Excerpt provided:
━━━━━━━━━━
Meanwhile, JDH also fulfilled his dream of converting our 14" rims to a 15" setup. This is way harder than it needs to be, due to the really-similar-but-not-the-same universality of K-car parts. The basic unit to replace is the steering knuckle, the whole bracket with hub plate, lower suspension mount, and caliper bracket. We already had calipers, rotors and pads from having tried this before, but this time, after pulling four different sets of steering knuckles and three attempts at replacement calipers, we were successful -- mostly. The front wheels have some disquieting positive camber.

The back was just new drums with the different lug pattern, and that was all. Our new 15" pick n pull steel rims are super pimp.

Between the pick n pull engine, the frequently-wrecked chassis, and the full selection of drivetrain parts (we also swapped halfshafts, which was easier than replacing our ripped cv boot), the entire vehicle is pretty much a junkyard special.

Now, I'm looking forward to spending some quality time at pick-n-pull this week, sorting receipts to reclaim a truckload of core charges.

Leftovers:
- 2 busted engines
- 1 transmission (actually, we're keeping that, along with one of the spare turbos)
- 2 halfshafts, 4 steering knuckles, 2 calipers, and 2 rear drums
- 1 battery
- 6 steel wheels

Now here's a picture from the last race:
From reno fernley lemons


Thunderhill is going to be AWESOME.

Monday, August 24, 2009

anyone looking to rent industrial space for less than 75c/sq ft?

As some of you may remember, when we last left the Mystery Machine, she was making a horrible hammering noise and blowing out magic black smoke, having retired from Reno Fernley with less than an hour left in the race. So we towed her home, in all of her family-appeal majesty, parked her in one of the back lots at work, and took a couple of months off.

The engine does still run, but with the noise it's making, its lifespan is probably measured in minutes of runtime rather than days, especially since I'm pretty sure there's no oil left inside it. (Lots of it on the outside, though.)

With August rapidly coming to a close we went on the hunt for possible replacement engines. The 4-cyl 2.5L turbo is moderately rare, having appeared in only a small subset of the k-car line, so we were thinking we might have to settle for something naturally aspirated, or maybe the more common straight-6, and graft on one or two of JH's spare turbos after the fact.
━━━━━━━━━━
Given records:
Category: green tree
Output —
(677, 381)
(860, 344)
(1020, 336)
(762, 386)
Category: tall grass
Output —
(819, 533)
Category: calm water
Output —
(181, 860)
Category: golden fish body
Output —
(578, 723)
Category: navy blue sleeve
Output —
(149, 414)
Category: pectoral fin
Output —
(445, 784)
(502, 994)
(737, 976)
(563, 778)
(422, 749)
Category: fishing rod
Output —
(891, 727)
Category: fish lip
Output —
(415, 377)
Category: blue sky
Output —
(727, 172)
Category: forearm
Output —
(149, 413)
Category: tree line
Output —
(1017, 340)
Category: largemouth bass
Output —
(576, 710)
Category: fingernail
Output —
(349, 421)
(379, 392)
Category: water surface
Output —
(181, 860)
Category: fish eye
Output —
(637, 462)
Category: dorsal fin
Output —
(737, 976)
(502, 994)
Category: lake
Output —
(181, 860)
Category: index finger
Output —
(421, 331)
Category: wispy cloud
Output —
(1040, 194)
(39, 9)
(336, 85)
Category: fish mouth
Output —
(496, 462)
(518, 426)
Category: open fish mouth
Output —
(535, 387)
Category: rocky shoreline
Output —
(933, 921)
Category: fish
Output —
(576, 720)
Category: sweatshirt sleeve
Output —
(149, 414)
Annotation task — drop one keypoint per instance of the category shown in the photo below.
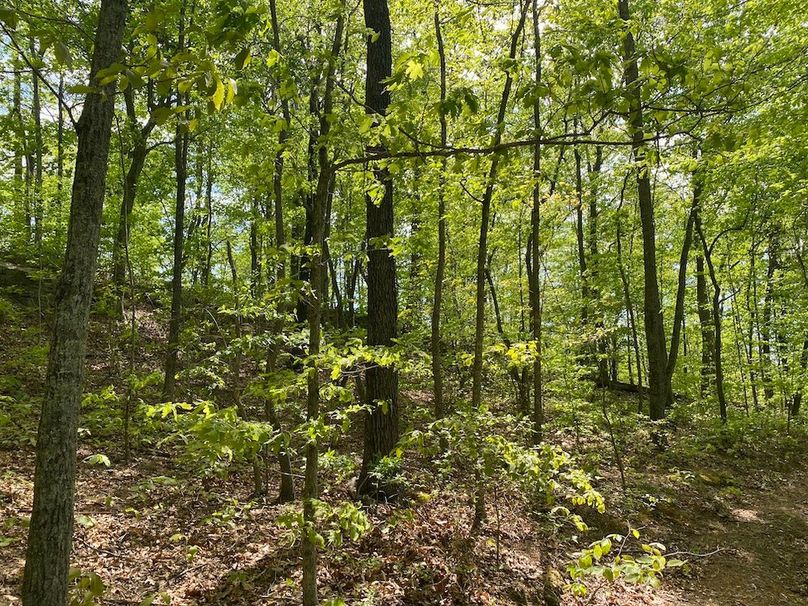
━━━━━━━━━━
Work instructions: Repeat the passage of the K-car rebuild post that begins at the words "The back was" and stops after "of core charges.", substituting "scrapyard special" for "junkyard special".

Output for this exercise:
The back was just new drums with the different lug pattern, and that was all. Our new 15" pick n pull steel rims are super pimp.

Between the pick n pull engine, the frequently-wrecked chassis, and the full selection of drivetrain parts (we also swapped halfshafts, which was easier than replacing our ripped cv boot), the entire vehicle is pretty much a scrapyard special.

Now, I'm looking forward to spending some quality time at pick-n-pull this week, sorting receipts to reclaim a truckload of core charges.